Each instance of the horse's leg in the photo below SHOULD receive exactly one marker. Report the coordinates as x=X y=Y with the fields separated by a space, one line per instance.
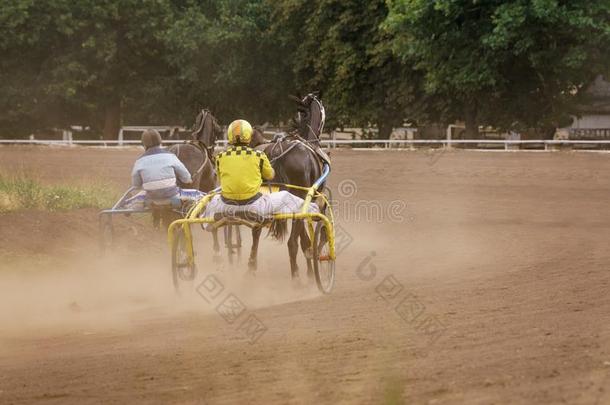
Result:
x=252 y=261
x=306 y=247
x=216 y=257
x=156 y=219
x=293 y=248
x=228 y=234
§
EXERCISE BRIEF:
Can you write out the records again with "marker" replaced by "dot", changing nothing else and leaving out the pictures?

EXERCISE RESULT:
Each instance of the horse's leg in the photo below SHOULD receive exactly one dot. Report the coordinates as x=X y=Y with the fields separated by a space, one line per instance.
Result:
x=252 y=261
x=306 y=247
x=216 y=257
x=156 y=219
x=293 y=248
x=228 y=234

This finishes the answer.